CHALLENGES:
• 1. Reproduce word for word the passage of the guest post on body image from "So today I want" to "them, love them.".
• 2. Answer these questions from the guest post on body image.
(a) How old was the writer when first called the word fat?
(b) What did the writer miss at fifteen?
(c) According to the final paragraph, what does changing this start with?

SOURCE EXCERPT:
★ ★ ★

*Contributed by guest blogger Martha Kate Stainsby,
I was two when I said I didn’t look pretty and meant it. I was three when I learned what a diet was and how to do it. I was five when I was called the word fat and it devastated me. I was nine when I noticed what the scale said and what those numbers really meant. I was ten when I was called skinny and it encouraged me that starving myself was okay. I was twelve when a boy commented on my physical appearance and it stayed with me. I was fifteen when I missed a state mandated fitness test because I was terrified to see the numbers on the scale and what the teacher would say. I was too young to learn and be impacted by those words, and yet it happened.
And the truth is it is happening to young girls and boys no matter how young they are and whether we want to admit it or not. We think they are too young to fully understand the impact of our words, too young to have these struggles, too young- they aren’t.
So today I want to take a moment to talk to those young girls and boys, the moms of young people, the teachers to these kids, and anyone who interacts with these growing children on a daily basis. Take notice of the youth, because they see the world in a manner that you can’t. They see the beauty and they see the pain. They are confused and trying to become the best individuals they can, so stop putting pressure on them to be the best. Encourage them, love them.
Today across the world, there are young girls and boys skipping lunch, running to the bathroom, literally running for miles, pouring over magazines, crying in the mirror, trying to fit into a certain perfect size jeans, writing in their diary because some boy told them they weren’t pretty. And it matters…they are not just simple words. Your words, their words, they matter and they hold more weight than you could ever realize. We have to start changing this and it starts with changing the conversation.

★ ★ ★

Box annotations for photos
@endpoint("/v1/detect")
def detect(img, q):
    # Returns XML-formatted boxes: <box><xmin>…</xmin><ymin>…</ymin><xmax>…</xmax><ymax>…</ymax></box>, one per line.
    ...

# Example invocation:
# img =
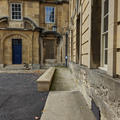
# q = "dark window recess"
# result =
<box><xmin>104</xmin><ymin>0</ymin><xmax>109</xmax><ymax>16</ymax></box>
<box><xmin>92</xmin><ymin>99</ymin><xmax>100</xmax><ymax>120</ymax></box>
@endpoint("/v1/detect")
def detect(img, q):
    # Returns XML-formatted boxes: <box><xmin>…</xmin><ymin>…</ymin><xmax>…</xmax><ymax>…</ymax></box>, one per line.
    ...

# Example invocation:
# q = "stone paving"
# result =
<box><xmin>0</xmin><ymin>73</ymin><xmax>48</xmax><ymax>120</ymax></box>
<box><xmin>40</xmin><ymin>67</ymin><xmax>96</xmax><ymax>120</ymax></box>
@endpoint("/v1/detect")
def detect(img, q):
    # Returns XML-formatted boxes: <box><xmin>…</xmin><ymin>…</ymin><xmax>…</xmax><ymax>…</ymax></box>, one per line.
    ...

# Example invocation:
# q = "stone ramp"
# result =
<box><xmin>40</xmin><ymin>91</ymin><xmax>96</xmax><ymax>120</ymax></box>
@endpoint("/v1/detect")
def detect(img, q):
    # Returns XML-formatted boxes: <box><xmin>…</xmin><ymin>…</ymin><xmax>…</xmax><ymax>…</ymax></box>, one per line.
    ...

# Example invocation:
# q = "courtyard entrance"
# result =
<box><xmin>12</xmin><ymin>39</ymin><xmax>22</xmax><ymax>64</ymax></box>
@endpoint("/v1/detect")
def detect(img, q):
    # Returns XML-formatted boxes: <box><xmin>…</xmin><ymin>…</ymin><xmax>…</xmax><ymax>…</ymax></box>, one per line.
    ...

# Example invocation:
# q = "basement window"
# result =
<box><xmin>11</xmin><ymin>3</ymin><xmax>22</xmax><ymax>20</ymax></box>
<box><xmin>45</xmin><ymin>7</ymin><xmax>55</xmax><ymax>23</ymax></box>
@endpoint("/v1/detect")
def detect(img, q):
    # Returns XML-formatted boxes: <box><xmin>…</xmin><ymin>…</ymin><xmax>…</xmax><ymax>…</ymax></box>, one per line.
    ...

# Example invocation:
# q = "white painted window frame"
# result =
<box><xmin>100</xmin><ymin>0</ymin><xmax>109</xmax><ymax>71</ymax></box>
<box><xmin>45</xmin><ymin>6</ymin><xmax>56</xmax><ymax>23</ymax></box>
<box><xmin>10</xmin><ymin>3</ymin><xmax>23</xmax><ymax>21</ymax></box>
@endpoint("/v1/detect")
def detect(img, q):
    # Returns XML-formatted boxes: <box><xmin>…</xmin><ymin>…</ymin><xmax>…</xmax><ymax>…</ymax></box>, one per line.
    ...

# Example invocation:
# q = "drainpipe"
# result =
<box><xmin>65</xmin><ymin>32</ymin><xmax>68</xmax><ymax>67</ymax></box>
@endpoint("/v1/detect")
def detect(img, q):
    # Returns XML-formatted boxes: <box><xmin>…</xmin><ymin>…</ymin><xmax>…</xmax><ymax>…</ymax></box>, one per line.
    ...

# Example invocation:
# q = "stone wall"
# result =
<box><xmin>69</xmin><ymin>63</ymin><xmax>120</xmax><ymax>120</ymax></box>
<box><xmin>0</xmin><ymin>30</ymin><xmax>39</xmax><ymax>64</ymax></box>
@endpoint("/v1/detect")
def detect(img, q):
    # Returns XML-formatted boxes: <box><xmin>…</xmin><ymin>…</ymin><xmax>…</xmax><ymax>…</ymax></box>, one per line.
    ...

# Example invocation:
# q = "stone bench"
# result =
<box><xmin>37</xmin><ymin>67</ymin><xmax>55</xmax><ymax>91</ymax></box>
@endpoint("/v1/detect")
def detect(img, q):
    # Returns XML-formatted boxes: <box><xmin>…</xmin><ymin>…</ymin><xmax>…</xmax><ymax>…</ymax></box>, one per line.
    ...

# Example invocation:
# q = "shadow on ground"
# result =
<box><xmin>0</xmin><ymin>73</ymin><xmax>48</xmax><ymax>120</ymax></box>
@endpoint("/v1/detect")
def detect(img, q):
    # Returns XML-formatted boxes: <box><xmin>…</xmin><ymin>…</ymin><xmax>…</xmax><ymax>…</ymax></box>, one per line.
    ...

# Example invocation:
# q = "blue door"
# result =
<box><xmin>12</xmin><ymin>39</ymin><xmax>22</xmax><ymax>64</ymax></box>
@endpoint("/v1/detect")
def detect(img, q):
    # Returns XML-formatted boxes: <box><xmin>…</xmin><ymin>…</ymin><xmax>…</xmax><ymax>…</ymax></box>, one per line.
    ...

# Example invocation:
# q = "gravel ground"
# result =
<box><xmin>0</xmin><ymin>73</ymin><xmax>48</xmax><ymax>120</ymax></box>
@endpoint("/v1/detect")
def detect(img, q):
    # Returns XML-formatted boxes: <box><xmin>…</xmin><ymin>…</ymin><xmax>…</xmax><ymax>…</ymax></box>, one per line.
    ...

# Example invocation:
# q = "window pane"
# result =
<box><xmin>104</xmin><ymin>50</ymin><xmax>108</xmax><ymax>64</ymax></box>
<box><xmin>104</xmin><ymin>0</ymin><xmax>109</xmax><ymax>15</ymax></box>
<box><xmin>104</xmin><ymin>16</ymin><xmax>108</xmax><ymax>32</ymax></box>
<box><xmin>105</xmin><ymin>34</ymin><xmax>108</xmax><ymax>48</ymax></box>
<box><xmin>45</xmin><ymin>7</ymin><xmax>54</xmax><ymax>23</ymax></box>
<box><xmin>11</xmin><ymin>3</ymin><xmax>22</xmax><ymax>20</ymax></box>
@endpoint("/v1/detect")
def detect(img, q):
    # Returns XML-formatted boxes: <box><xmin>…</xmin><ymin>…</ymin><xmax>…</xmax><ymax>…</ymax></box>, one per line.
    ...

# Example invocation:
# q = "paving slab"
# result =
<box><xmin>40</xmin><ymin>91</ymin><xmax>96</xmax><ymax>120</ymax></box>
<box><xmin>0</xmin><ymin>73</ymin><xmax>48</xmax><ymax>120</ymax></box>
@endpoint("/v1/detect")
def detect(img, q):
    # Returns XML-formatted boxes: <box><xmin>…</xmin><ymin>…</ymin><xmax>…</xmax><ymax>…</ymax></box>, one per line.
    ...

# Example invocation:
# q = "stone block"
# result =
<box><xmin>37</xmin><ymin>67</ymin><xmax>55</xmax><ymax>91</ymax></box>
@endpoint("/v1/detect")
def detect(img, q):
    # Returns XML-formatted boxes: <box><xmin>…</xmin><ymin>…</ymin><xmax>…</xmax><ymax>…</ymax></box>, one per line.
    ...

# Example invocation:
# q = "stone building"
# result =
<box><xmin>68</xmin><ymin>0</ymin><xmax>120</xmax><ymax>120</ymax></box>
<box><xmin>0</xmin><ymin>0</ymin><xmax>69</xmax><ymax>68</ymax></box>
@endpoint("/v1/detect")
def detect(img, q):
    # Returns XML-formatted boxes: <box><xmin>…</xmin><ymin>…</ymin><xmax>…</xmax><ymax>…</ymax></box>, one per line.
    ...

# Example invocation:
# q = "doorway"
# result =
<box><xmin>12</xmin><ymin>39</ymin><xmax>22</xmax><ymax>64</ymax></box>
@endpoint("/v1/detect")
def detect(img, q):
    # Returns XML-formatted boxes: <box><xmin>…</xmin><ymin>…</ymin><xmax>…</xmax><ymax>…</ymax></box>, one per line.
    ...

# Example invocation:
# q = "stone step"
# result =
<box><xmin>37</xmin><ymin>67</ymin><xmax>55</xmax><ymax>91</ymax></box>
<box><xmin>3</xmin><ymin>64</ymin><xmax>26</xmax><ymax>70</ymax></box>
<box><xmin>40</xmin><ymin>91</ymin><xmax>96</xmax><ymax>120</ymax></box>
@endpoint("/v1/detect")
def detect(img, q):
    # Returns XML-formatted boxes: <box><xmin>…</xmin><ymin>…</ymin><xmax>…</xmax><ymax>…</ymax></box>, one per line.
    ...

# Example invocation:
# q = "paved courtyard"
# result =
<box><xmin>0</xmin><ymin>73</ymin><xmax>48</xmax><ymax>120</ymax></box>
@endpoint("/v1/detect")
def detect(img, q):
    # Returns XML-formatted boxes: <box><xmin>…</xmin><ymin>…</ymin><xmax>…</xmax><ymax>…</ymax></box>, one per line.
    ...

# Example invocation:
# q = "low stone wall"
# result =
<box><xmin>69</xmin><ymin>63</ymin><xmax>120</xmax><ymax>120</ymax></box>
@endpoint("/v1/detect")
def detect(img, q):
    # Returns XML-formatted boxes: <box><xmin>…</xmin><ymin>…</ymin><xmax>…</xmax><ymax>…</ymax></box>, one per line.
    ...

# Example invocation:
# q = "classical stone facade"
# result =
<box><xmin>69</xmin><ymin>0</ymin><xmax>120</xmax><ymax>120</ymax></box>
<box><xmin>0</xmin><ymin>0</ymin><xmax>69</xmax><ymax>68</ymax></box>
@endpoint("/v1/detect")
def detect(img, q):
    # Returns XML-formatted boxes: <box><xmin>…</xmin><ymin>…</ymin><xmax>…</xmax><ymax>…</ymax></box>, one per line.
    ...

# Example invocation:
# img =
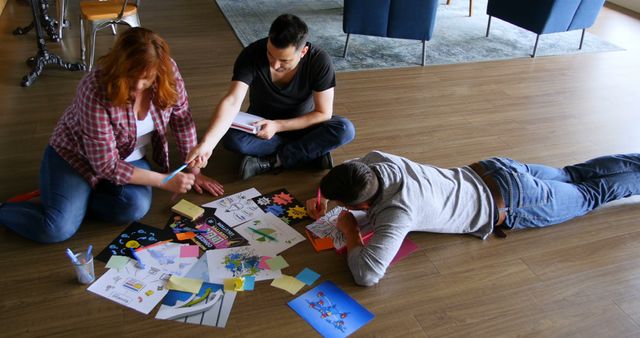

★ ★ ★

RESPONSES PER TASK:
• 1.
So today I want to take a moment to talk to those young girls and boys, the moms of young people, the teachers to these kids, and anyone who interacts with these growing children on a daily basis. Take notice of the youth, because they see the world in a manner that you can’t. They see the beauty and they see the pain. They are confused and trying to become the best individuals they can, so stop putting pressure on them to be the best. Encourage them, love them.

• 2.
(a) Five.
(b) A state mandated fitness test.
(c) Changing the conversation.